Menurut Prof. Hilman
Hadikusuma, S.H., dalam buku Intisari Hukum Adat Indonesia,
Styady,S.H.,M.Pd.,M.H., (225): Hukum adat perkawinan adalah aturan-aturan hukum
adat yang mengatur tentang bentuk-bentuk perkawinan, cara-cara pelamaran,
upacara perkawinan di Indonesia, sedangkan menurut Prof. Dr. Barend Ter Haar,
B.Zn, perkawinan adalah suatu usaha atau peristiwa hukum yang menyebabkan terus
berlangsungnya golongan dengan tertibnya dan merupakan suatu syarat yang
menyebabkan terlahirnya angkatan baru yang meneruskan golongan itu tersebut.
Sedangkan penjelasan
Undang-undang Nomor 1 Tahun 1974 Tentang Perkawinan, manusia tidak akan dapat
berkembang dengan baik dan beradab tanpa adanya suatu proses atau lembaga yang
disebut perkawinan (WIWAHA-Bali) karena dengan melalui perkawinan menyebabkan
adanya keturunan yang baik dan sah, dan kemudian keturunan yang baik dan sah
akirnya berkembang menjadi keturunan, kerabat dan masyarakat yang baik dan sah
pula. Dengan demikian maka perkawinan merupakan unsur tali temali yang
meneruskan kehidupan manusia dan masyarakat yang baik secara sah.
Sedangkan menurut Prof. Dr. R. Van Dijk, perkawinan menurut hukum
adat sangat bersangkut paut dengan urusan, famili, keluarga, masyarakat,
martabat dan pribadi. Hal ini berbeda dengan perkawinan seperti masyarakat
barat (Eropa) yang modern bahwa perkawinan hanya merupakan urusan mereka yang
kawin itu saja.
Sedangkan perkawinan
dimaksudkan di kalangan masyarakat adat yang masih kuat mempertahankan prinsip
kekerabatan berdasarkan ikatan keturunan (darah/ genealogis), fungsi perkawinan
adalah merupakan suatu nilai hidup untuk dapat meneruskan keturunan,
mempertahankan silsilah dan kedudukan keluarga yang bersangkutan terutama dalam
mempertahankan warisan dan ulayat. Disamping itu ada kalanya suatu perkawinan
merupakan sarana untuk memperbaiki
hubungan kekerabatan yang telah jauh atau retak, ia merupakan sarana pendekatan
dan perdamaian antar kerabat.

============

**DAFTAR TUGAS**
**a.** Perbarui bagian teks tentang hukum adat perkawinan yang dimulai pada kata-kata "Sedangkan penjelasan" dan berhenti setelah "baik secara sah.", dengan mengganti "keturunan" menjadi "anak cucu".
**b.** Apa terjemahan bahasa Inggris dari kalimat "Dengan demikian maka perkawinan merupakan unsur tali temali yang meneruskan kehidupan manusia dan masyarakat yang baik secara sah." dalam teks tentang hukum adat perkawinan?
Kerjakan hanya dengan berpegang pada teks tentang hukum adat perkawinan.

Baris dari dataset penunjukan
============

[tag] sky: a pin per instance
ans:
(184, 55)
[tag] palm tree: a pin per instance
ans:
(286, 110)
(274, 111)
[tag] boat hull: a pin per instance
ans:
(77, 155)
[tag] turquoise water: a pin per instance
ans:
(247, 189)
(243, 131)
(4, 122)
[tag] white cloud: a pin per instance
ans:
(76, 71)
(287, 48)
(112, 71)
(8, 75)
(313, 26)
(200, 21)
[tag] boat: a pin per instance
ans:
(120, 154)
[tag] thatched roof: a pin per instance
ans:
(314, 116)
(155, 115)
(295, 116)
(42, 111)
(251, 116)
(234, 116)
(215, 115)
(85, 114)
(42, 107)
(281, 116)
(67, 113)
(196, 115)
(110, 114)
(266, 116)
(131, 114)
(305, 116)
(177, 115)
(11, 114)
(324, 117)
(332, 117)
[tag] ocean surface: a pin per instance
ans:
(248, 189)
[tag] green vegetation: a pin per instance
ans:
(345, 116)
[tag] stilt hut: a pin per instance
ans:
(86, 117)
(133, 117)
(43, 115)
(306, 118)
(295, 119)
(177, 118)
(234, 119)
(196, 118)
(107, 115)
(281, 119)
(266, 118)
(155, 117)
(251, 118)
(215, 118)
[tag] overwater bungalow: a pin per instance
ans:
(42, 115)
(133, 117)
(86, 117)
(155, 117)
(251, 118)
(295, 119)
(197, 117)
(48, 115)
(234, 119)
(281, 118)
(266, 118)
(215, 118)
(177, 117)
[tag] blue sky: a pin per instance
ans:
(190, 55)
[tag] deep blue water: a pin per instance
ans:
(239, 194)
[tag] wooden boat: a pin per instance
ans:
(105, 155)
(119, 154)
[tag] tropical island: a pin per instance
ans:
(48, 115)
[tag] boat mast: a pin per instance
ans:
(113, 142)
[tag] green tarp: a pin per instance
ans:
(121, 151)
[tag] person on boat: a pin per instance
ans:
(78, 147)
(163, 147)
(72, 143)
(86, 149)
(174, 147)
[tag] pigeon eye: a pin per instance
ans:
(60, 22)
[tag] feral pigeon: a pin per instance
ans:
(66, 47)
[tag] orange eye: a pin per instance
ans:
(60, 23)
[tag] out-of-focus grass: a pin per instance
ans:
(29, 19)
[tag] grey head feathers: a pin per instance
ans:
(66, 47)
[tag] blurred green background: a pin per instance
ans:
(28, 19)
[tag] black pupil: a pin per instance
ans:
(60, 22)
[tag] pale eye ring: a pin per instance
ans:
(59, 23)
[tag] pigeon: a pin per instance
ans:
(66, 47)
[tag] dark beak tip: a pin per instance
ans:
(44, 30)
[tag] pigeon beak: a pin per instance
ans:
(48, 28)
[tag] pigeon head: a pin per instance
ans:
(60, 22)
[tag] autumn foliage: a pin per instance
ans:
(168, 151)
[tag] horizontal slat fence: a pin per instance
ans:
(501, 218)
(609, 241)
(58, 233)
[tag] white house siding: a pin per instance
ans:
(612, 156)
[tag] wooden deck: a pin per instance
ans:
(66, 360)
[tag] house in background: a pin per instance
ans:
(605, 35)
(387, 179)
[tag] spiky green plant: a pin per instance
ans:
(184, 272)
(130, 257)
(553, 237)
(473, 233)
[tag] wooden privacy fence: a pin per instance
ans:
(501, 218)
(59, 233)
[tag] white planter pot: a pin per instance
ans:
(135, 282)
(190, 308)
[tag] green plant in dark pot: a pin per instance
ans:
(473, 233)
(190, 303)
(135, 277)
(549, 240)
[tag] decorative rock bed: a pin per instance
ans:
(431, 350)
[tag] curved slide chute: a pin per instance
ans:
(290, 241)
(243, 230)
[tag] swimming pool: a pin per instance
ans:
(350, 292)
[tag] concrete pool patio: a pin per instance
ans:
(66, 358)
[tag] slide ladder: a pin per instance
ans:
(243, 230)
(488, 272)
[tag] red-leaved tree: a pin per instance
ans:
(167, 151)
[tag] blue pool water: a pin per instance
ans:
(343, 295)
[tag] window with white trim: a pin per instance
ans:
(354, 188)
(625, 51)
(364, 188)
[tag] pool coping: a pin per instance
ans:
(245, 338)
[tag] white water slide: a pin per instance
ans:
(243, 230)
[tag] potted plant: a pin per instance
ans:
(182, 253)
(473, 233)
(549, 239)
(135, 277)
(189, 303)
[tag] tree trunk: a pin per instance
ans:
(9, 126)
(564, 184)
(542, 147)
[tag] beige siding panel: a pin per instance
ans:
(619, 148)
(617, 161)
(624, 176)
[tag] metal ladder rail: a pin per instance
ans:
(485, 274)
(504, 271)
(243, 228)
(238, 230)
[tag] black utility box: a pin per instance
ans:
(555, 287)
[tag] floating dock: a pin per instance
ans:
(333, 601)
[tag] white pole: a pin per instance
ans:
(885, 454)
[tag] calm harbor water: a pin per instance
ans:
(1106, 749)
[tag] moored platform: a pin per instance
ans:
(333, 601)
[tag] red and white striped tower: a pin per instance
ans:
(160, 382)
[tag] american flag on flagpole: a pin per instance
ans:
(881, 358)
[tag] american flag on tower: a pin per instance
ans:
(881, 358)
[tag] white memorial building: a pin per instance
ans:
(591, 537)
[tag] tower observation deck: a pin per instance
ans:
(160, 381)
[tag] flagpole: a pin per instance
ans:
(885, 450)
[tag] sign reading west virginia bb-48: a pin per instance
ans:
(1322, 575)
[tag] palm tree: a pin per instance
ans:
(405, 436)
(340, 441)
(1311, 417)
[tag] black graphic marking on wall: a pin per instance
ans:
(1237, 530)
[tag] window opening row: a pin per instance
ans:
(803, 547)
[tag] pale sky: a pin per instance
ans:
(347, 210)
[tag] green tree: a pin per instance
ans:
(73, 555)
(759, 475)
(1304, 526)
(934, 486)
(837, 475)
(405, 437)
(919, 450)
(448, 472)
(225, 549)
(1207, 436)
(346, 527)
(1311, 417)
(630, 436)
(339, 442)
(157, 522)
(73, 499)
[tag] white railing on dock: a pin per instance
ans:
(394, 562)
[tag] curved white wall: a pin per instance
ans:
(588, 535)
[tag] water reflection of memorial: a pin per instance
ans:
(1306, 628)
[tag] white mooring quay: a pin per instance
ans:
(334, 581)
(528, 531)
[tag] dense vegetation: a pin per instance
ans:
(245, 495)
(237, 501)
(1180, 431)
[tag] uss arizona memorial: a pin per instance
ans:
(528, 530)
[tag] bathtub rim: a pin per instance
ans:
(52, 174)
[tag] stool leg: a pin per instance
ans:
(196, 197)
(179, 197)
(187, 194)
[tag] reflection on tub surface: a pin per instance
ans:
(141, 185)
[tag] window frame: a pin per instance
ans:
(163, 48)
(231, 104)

============

**JAWABAN TUGAS**
**a.**
Sedangkan penjelasan
Undang-undang Nomor 1 Tahun 1974 Tentang Perkawinan, manusia tidak akan dapat
berkembang dengan baik dan beradab tanpa adanya suatu proses atau lembaga yang
disebut perkawinan (WIWAHA-Bali) karena dengan melalui perkawinan menyebabkan
adanya anak cucu yang baik dan sah, dan kemudian anak cucu yang baik dan sah
akirnya berkembang menjadi anak cucu, kerabat dan masyarakat yang baik dan sah
pula. Dengan demikian maka perkawinan merupakan unsur tali temali yang
meneruskan kehidupan manusia dan masyarakat yang baik secara sah.

**b.** Thus, marriage is a binding element that lawfully carries on human life and a good society.